What to do
An exact copy is needed of each line from the one including "Annotation spec — this batch focuses on the class metal" through the last line of the entries, both ends counted, with nothing added.

Data
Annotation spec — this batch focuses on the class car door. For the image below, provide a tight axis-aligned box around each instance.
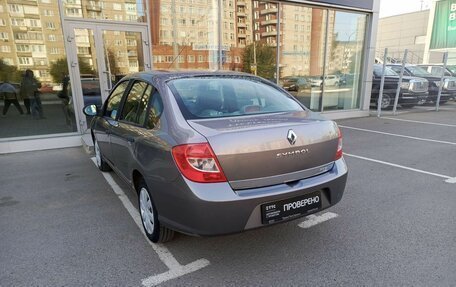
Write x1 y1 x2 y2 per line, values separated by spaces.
109 80 152 180
94 80 130 163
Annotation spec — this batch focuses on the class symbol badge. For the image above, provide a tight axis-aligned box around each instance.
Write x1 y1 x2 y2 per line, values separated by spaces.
287 129 297 145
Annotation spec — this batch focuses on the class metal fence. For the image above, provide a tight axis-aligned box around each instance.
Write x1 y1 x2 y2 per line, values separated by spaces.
374 48 455 117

Output for this task
Annotation spec — this batch focuses on the class metal fence. For the image above, provide a tight axis-aligned box around each instance.
Write x1 y1 x2 y2 per line, values separated by spaces.
374 48 455 117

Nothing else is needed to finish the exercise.